### Trecho do texto
Ao analisar os hábitos alimentares ao redor do mundo, o estudo encontrou um problema em comum em todas as regiões: as pessoas não estão comendo frutas, verduras, nozes, legumes e grãos integrais na quantidade que deveriam. Ao mesmo tempo, em muitos lugares, a dieta é marcada pelo excesso de carne, laticínios, gorduras de origem animal, açúcar e alimentos ultraprocessados.

Com base nesses e em outros dados, a Comissão de 2025 reforçou os benefícios de um modelo alimentar conhecido como Dieta da Saúde Planetária (DSP). Esse plano alimentar oferece recomendações para uma dieta saudável que seja nutricionalmente completa, promova o máximo de bem-estar e, crucialmente, possa ser adaptada às diferentes realidades culturais do mundo. O foco principal é uma alimentação rica em vegetais, complementada por quantidades opcionais e moderadas de alimentos de origem animal, e com baixo consumo de açúcar adicionado, gorduras saturadas e sal. As evidências também são fortes ao indicar que, se as pessoas adotassem um padrão alimentar semelhante ao da Dieta da Saúde Planetária o impacto ambiental da nossa alimentação seria drasticamente reduzido.

“A Dieta de Saúde Planetária pode ser vista como um modelo dentro do qual dietas diversas e culturalmente
apropriadas podem existir”, afirma Leandro Cacau ao Jornal da USP. “A adesão a DSP requer uma consideração cuidadosa dos contextos culturais e a promoção de tradições alimentares culturalmente apropriadas e
sustentáveis.”

Ele ressalta que, pela primeira vez, a Comissão reconheceu o papel deletério do processamento de alimentos e
recomenda, enfaticamente, que os alimentos componentes da dieta sejam, em sua grande
maioria, alimentos integrais, in natura e/ou minimamente processados. “Esse reconhecimento é uma resposta frente às críticas que a Comissão sofreu por parte da comunidade científica por não considerar o processamento de alimentos na versão de 2019, frente ao grande impacto já documentado dos alimentos ultraprocessados na saúde
humana e planetária”, esclarece.

### Material fornecido
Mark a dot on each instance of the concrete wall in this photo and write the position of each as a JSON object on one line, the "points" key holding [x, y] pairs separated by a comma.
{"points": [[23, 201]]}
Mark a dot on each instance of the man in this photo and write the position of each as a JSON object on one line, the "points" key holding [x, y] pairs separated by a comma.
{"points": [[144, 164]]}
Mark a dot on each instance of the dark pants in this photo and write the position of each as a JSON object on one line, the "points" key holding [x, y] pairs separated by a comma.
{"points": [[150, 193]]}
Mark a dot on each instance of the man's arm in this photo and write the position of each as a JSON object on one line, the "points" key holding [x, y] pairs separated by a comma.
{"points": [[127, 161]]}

* * *

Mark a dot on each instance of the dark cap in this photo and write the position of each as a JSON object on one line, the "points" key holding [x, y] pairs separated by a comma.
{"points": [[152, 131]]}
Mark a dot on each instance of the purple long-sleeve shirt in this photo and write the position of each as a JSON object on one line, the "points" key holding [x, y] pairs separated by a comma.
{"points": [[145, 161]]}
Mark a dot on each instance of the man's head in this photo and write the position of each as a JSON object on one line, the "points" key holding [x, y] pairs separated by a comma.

### Objetivo do exercício
De acordo com o trecho do texto, qual é o foco principal da Dieta da Saúde Planetária?

### Resposta abaixo
O foco principal é uma alimentação rica em vegetais, complementada por quantidades opcionais e moderadas de alimentos de origem animal, com baixo consumo de açúcar adicionado, gorduras saturadas e sal.